Requirements: Rewrite the data below, changing each "point per instance" to "separate point for each instance" and keeping everything else the same.

[START OF Rows]

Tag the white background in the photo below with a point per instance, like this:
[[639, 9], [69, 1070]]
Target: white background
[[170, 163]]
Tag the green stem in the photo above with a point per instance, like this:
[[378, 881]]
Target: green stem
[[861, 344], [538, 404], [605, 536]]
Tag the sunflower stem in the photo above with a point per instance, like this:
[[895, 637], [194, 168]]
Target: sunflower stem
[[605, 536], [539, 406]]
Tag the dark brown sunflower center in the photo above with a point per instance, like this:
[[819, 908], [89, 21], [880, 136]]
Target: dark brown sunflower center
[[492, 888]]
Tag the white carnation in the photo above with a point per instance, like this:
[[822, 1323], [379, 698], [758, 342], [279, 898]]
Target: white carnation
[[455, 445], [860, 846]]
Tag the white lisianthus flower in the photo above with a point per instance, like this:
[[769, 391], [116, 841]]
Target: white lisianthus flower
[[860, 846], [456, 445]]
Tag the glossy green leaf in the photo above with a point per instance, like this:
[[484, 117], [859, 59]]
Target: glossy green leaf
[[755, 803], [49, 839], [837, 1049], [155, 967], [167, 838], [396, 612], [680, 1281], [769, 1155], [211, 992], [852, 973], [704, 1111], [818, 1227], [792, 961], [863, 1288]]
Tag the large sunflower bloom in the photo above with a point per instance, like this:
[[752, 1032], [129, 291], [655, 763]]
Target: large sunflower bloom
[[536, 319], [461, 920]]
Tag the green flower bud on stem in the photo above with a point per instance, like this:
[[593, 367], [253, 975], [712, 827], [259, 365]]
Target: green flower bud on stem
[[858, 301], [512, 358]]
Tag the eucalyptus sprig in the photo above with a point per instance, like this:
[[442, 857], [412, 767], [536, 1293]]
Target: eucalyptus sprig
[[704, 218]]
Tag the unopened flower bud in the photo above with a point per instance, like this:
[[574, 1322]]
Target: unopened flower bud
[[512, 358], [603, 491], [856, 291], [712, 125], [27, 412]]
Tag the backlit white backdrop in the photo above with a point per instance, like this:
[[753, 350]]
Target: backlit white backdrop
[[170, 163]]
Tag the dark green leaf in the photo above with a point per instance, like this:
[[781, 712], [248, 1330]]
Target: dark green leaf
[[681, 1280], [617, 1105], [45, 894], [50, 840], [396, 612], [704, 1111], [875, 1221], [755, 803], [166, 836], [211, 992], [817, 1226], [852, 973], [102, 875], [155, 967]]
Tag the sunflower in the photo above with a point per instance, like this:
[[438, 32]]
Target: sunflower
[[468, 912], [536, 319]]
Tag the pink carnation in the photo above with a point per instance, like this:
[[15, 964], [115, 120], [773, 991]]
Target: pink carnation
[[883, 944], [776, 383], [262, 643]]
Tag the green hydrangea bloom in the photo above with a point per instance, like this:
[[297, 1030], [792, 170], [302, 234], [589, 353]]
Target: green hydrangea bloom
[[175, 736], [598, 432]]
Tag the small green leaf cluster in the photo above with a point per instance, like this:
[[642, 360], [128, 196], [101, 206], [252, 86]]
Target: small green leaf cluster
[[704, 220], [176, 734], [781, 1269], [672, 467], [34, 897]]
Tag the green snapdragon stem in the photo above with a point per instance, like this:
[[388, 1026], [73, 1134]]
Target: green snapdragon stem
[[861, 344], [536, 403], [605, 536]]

[END OF Rows]

Solution to this problem:
Tag the white background in the photo below with a separate point for each instance, like this:
[[639, 9], [69, 1070]]
Target: white background
[[170, 163]]
Tag the green stem in the photo above with a separate point for each instance, like this:
[[378, 881]]
Target: green stem
[[861, 344], [538, 404], [605, 536]]
Tag the sunflower stem in the photo above with a separate point for each instance, like this:
[[895, 637], [194, 168]]
Target: sunflower stem
[[605, 536], [539, 406]]
Tag the dark brown sunflower center in the photo above with a separate point for each instance, like this:
[[819, 908], [89, 21], [880, 136]]
Target: dark brown sunflower center
[[492, 888]]
Tag the white carnation in the photo above with a separate point for each instance, like this:
[[822, 1323], [379, 698], [758, 342], [279, 898]]
Target: white carnation
[[455, 445], [860, 846]]
Tag the white lisianthus flower in the photo above with a separate point for each instance, like this:
[[769, 391], [116, 841]]
Target: white lisianthus flower
[[860, 846], [456, 445]]
Tag the glossy green leaf in the photo above with a separate point for each instance, like this:
[[484, 117], [859, 59]]
Target: glossy green leaf
[[755, 803], [49, 839], [837, 1049], [155, 967], [167, 838], [396, 612], [680, 1281], [769, 1155], [211, 992], [852, 973], [704, 1111], [818, 1227], [792, 961], [863, 1288]]
Tag the large sunflower bloom in the photo above with a separate point for each instance, like this:
[[752, 1032], [129, 291], [655, 763]]
Target: large sunflower bloom
[[536, 319], [461, 920]]
Tag the green flower bud on stem in the photo above with a separate point for each instance, like this:
[[593, 367], [253, 975], [712, 827], [259, 365]]
Target: green flower bud on stem
[[858, 301], [512, 358]]
Tag the eucalyptus sprig in the photo above with a separate point for each instance, like this:
[[442, 857], [412, 767], [536, 1293]]
Target: eucalyptus sprig
[[704, 218]]
Tag the unopened flower bud in the photo above with a separate point for each instance, like this:
[[574, 1322]]
Target: unopened flower bud
[[512, 358], [603, 491], [856, 291], [712, 125], [27, 412]]
Tag the backlit white backdrop in the photo above with a separate point for each instance, like this:
[[753, 350]]
Target: backlit white backdrop
[[170, 163]]
Tag the dark green leaf in the photo above with a separate point for each instance, like this:
[[781, 712], [248, 1330]]
Target: dark green leaf
[[681, 1280], [617, 1105], [45, 894], [50, 840], [396, 612], [704, 1111], [875, 1221], [755, 803], [166, 836], [211, 992], [817, 1226], [852, 973], [102, 875], [155, 967]]
Tag the sunflower in the photo above with a separate point for each instance, like this:
[[438, 32]]
Target: sunflower
[[468, 912], [536, 319]]
Tag the pink carnation in the photo above with a separate point for each instance, like this:
[[15, 964], [115, 120], [773, 991]]
Target: pink carnation
[[883, 944], [776, 383], [262, 643]]
Tag the green hydrangea bloom in the photo above with a separate point for each instance, like this:
[[297, 1030], [792, 170], [302, 234], [589, 353]]
Target: green hydrangea bloom
[[175, 736], [598, 432]]
Tag the small green leaf cluster in the photo above with a separate point for each instance, like this:
[[642, 360], [128, 196], [101, 206], [252, 86]]
Target: small green leaf cluster
[[704, 220], [176, 734], [781, 1269], [672, 467], [34, 897]]
Tag the green snapdragon stem in the photo above with a separate point for each instance, like this:
[[388, 1026], [73, 1134]]
Target: green snapdragon stem
[[861, 344], [536, 403], [605, 536]]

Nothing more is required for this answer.